Что нужно сделать:
Представьте строки от строки с «For a safety inspection report, we need the snow patch» до строки с «543 400 671 435» включительно в виде CSV с двумя столбцами, «текст» и «ответ». Каждому тексту отведите одну строку CSV, где он и его ответ занимают по одному полю в кавычках, а переносы строк заменены пробелами.

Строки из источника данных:
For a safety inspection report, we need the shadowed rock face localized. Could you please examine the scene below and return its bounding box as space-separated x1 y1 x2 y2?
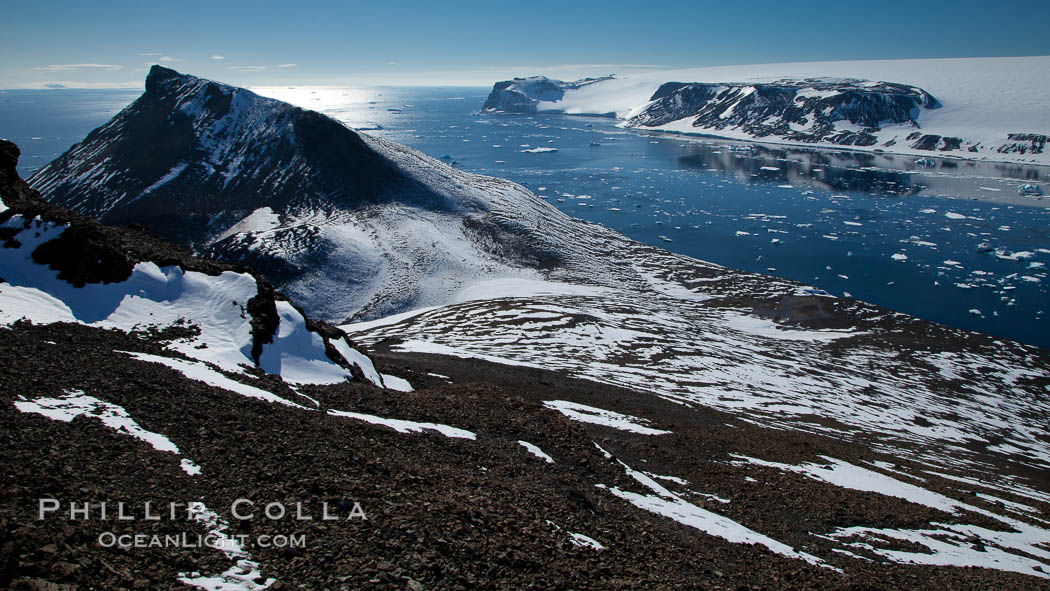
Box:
30 66 452 246
626 80 941 146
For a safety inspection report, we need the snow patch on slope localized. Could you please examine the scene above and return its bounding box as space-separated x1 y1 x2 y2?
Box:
15 389 179 453
328 409 478 440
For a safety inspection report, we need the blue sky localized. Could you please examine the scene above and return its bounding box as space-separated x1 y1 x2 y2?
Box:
0 0 1050 88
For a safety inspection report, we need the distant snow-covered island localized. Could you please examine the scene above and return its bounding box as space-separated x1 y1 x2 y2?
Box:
483 57 1050 165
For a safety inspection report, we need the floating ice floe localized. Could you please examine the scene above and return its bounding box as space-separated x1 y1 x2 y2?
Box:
543 400 671 435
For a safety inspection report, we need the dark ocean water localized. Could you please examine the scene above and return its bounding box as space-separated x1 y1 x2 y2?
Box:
0 88 1050 346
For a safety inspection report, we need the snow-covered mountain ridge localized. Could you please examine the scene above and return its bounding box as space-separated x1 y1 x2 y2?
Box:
484 57 1050 164
6 68 1050 589
0 140 396 392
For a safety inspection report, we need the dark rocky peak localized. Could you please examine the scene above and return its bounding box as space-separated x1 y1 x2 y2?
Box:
482 76 613 112
29 66 457 248
0 141 362 379
627 78 941 146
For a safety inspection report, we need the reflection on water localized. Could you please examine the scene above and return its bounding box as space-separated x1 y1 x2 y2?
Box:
650 135 1047 202
6 87 1050 346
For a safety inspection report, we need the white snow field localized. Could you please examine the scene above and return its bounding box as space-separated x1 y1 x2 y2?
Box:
508 56 1050 165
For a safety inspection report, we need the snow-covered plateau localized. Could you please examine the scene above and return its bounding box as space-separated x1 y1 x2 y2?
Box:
484 56 1050 165
6 67 1050 590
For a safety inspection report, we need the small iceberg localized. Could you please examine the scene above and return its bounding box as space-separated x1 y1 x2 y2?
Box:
1017 183 1043 196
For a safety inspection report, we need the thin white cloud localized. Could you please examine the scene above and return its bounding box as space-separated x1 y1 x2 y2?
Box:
478 64 668 71
33 64 124 71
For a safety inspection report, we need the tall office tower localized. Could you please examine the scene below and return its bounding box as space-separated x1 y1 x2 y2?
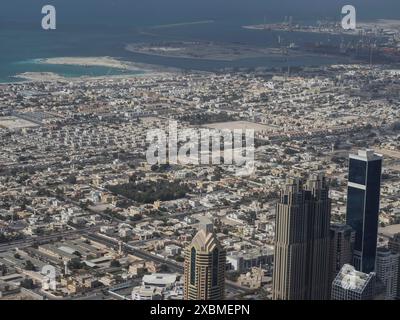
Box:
184 220 226 300
376 248 400 300
347 150 382 273
331 264 376 300
329 224 356 283
388 233 400 300
273 175 331 300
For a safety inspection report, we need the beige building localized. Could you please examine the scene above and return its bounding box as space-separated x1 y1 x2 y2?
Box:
273 175 331 300
184 221 226 300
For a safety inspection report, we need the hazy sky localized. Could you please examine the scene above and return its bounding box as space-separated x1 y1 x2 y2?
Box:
0 0 400 24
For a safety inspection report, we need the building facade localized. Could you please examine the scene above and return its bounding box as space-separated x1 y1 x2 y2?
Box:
376 248 400 300
346 150 382 273
388 233 400 300
331 264 376 300
329 224 355 282
184 221 226 300
273 175 331 300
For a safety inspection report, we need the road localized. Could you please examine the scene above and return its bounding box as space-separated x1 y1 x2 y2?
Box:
0 226 99 252
87 234 249 294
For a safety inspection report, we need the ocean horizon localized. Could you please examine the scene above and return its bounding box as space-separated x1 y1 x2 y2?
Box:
0 0 400 83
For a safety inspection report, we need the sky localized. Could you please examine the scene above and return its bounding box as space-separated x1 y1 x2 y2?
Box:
0 0 400 25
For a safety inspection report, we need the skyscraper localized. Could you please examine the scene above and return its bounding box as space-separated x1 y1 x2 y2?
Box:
376 248 400 300
329 224 355 282
347 150 382 273
388 233 400 300
273 175 331 300
331 264 376 300
184 220 226 300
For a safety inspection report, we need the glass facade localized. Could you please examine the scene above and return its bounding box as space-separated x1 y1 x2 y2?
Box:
190 248 196 285
211 248 219 287
347 156 382 273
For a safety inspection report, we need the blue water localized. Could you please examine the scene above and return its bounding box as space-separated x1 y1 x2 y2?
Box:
0 0 400 82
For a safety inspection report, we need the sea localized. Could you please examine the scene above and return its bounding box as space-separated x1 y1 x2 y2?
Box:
0 0 400 83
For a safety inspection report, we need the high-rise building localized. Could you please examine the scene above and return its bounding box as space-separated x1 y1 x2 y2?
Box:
331 264 376 300
184 220 226 300
347 150 382 273
273 175 331 300
329 224 355 283
388 233 400 300
376 248 400 300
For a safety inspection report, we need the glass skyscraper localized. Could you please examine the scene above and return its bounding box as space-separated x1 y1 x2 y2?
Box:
347 150 382 273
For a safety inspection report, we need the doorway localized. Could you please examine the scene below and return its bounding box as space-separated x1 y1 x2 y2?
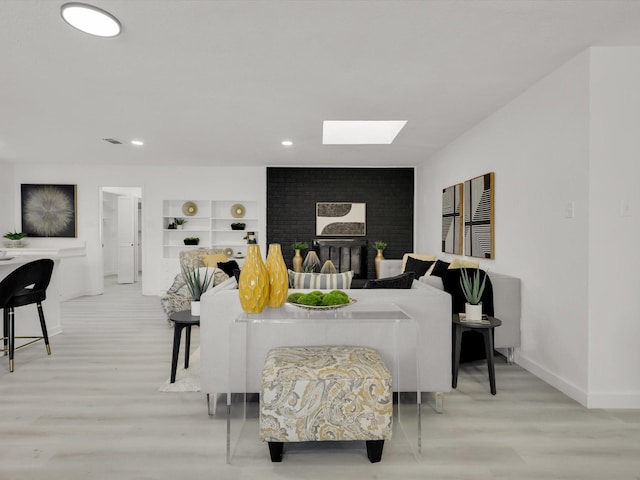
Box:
100 187 143 290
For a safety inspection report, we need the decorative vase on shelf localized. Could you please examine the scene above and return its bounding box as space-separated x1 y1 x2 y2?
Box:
293 248 303 273
373 249 384 278
266 243 289 308
238 244 269 313
464 302 482 322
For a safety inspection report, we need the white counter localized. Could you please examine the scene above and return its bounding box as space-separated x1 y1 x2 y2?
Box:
0 244 87 301
0 255 62 338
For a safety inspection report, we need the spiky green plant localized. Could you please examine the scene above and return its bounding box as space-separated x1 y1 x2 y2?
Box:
460 268 487 305
182 265 213 302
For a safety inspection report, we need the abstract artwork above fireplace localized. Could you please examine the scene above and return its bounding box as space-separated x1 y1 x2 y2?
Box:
316 202 367 237
463 172 495 258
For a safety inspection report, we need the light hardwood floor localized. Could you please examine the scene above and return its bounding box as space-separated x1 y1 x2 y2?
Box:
0 278 640 480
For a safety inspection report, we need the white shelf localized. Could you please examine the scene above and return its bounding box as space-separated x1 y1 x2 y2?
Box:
162 199 262 258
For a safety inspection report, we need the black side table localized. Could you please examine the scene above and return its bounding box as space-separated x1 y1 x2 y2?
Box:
169 310 200 383
451 314 502 395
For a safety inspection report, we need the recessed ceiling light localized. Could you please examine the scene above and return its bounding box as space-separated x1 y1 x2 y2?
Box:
322 120 407 145
60 2 121 37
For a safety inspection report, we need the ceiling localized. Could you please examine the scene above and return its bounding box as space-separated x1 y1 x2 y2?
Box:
0 0 640 166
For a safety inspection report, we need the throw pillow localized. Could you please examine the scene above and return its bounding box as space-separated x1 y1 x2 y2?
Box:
402 253 436 273
289 270 353 290
449 258 480 269
218 260 240 277
404 257 435 278
429 260 451 277
364 272 416 288
202 253 229 268
167 273 184 293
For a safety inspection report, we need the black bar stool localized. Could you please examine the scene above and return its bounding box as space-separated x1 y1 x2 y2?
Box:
0 258 53 372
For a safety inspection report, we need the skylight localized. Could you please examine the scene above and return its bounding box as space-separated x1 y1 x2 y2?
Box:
322 120 407 145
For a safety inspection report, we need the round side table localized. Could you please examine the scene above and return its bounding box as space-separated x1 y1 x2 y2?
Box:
169 310 200 383
451 314 502 395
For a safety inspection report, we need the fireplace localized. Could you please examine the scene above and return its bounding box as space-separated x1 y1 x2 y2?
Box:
313 239 367 279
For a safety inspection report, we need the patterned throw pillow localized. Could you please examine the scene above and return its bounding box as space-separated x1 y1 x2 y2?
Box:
289 270 353 290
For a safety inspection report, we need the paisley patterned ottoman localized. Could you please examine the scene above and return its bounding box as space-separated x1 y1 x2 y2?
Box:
260 346 393 463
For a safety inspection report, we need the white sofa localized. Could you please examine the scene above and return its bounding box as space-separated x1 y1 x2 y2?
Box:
380 259 521 363
200 278 451 411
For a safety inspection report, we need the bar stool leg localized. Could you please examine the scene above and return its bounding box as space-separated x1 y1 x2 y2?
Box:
2 308 9 357
482 328 496 395
184 325 191 370
451 325 462 388
36 302 51 355
170 322 184 383
8 307 16 372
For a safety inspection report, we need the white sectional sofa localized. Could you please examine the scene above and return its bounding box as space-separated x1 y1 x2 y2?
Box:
200 278 451 410
380 259 521 363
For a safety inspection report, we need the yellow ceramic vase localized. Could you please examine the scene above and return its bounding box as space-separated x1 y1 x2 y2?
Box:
267 243 289 308
238 244 269 313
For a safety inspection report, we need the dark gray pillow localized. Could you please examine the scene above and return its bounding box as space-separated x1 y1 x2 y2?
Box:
431 260 451 277
404 257 434 278
364 272 415 288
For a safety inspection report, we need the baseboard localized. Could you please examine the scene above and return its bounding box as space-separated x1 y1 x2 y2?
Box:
588 392 640 409
516 350 589 407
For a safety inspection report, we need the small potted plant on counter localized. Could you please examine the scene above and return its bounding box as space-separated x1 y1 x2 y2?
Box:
291 241 309 272
460 268 487 322
184 237 200 245
4 232 27 248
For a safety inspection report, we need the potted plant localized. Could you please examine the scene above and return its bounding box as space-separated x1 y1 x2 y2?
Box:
460 268 487 322
4 232 27 248
373 240 387 278
291 241 309 272
182 266 213 317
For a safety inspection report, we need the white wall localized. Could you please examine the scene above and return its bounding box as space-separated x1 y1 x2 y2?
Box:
416 52 589 403
13 164 266 295
0 160 14 236
588 47 640 408
102 191 118 276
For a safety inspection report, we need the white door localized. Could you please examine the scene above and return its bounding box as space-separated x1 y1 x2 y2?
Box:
118 195 138 283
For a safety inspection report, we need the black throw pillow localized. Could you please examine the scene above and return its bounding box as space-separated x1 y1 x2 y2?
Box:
404 257 434 278
218 260 240 277
431 260 451 277
364 272 415 288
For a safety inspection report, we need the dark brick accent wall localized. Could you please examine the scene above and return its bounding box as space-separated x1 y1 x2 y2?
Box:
267 167 414 278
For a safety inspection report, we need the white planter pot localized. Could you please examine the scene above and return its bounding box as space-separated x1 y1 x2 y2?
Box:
464 303 482 322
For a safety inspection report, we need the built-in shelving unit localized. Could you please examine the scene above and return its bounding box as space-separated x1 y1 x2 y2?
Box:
162 200 262 258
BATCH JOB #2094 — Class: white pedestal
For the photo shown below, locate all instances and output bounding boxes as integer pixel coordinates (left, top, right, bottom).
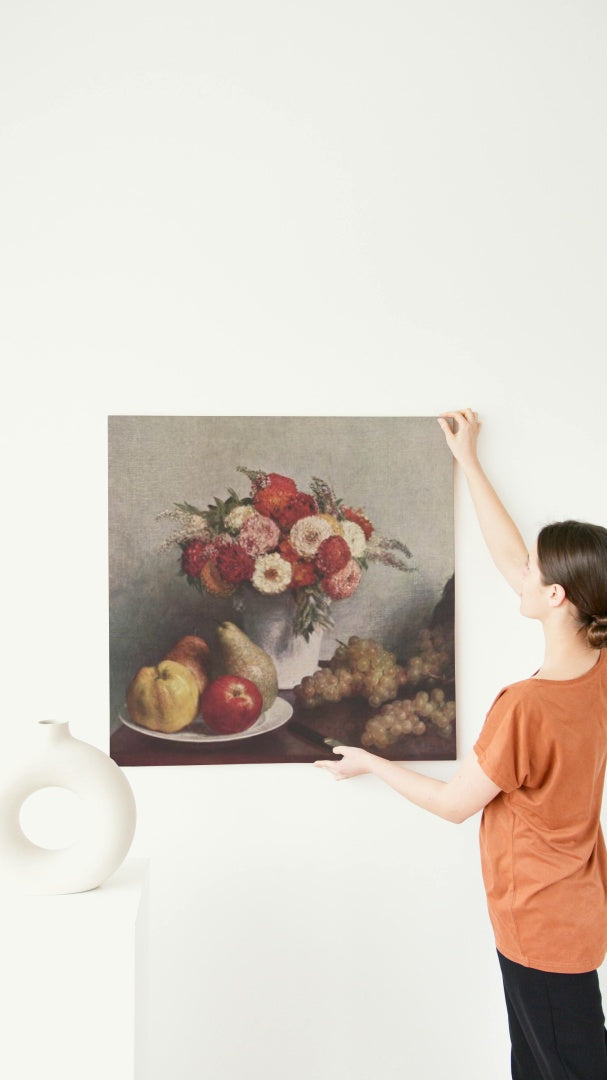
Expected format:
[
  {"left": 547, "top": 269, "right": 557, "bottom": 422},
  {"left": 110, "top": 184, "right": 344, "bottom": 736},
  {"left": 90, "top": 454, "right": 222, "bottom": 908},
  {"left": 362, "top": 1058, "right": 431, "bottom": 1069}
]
[{"left": 0, "top": 860, "right": 149, "bottom": 1080}]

Ответ к задаче:
текст,ответ
"For a safety inspection report, we need the snow patch on slope localized. Could you please examine the scene above and return its bounding box as space-separated x1 y1 x2 y2? Box:","15 389 179 453 328 409 478 440"
"For a safety inspection report, we need the blue sky localized. Could you please examine the scene above and return its bounding box as space-separated x1 y1 x2 y2? Box:","0 0 1050 88"
"For a safety inspection report, we need the distant snow-covered island localized. Could you please examine the scene above and return its bounding box as space-separated x1 y1 x2 y2? Box:","483 57 1050 165"
"For a safety inspection report, we need the floating ice floe localized. Could you please examine the scene above and return its bounding box as space-separated x1 y1 x2 y2? Box:","543 400 671 435"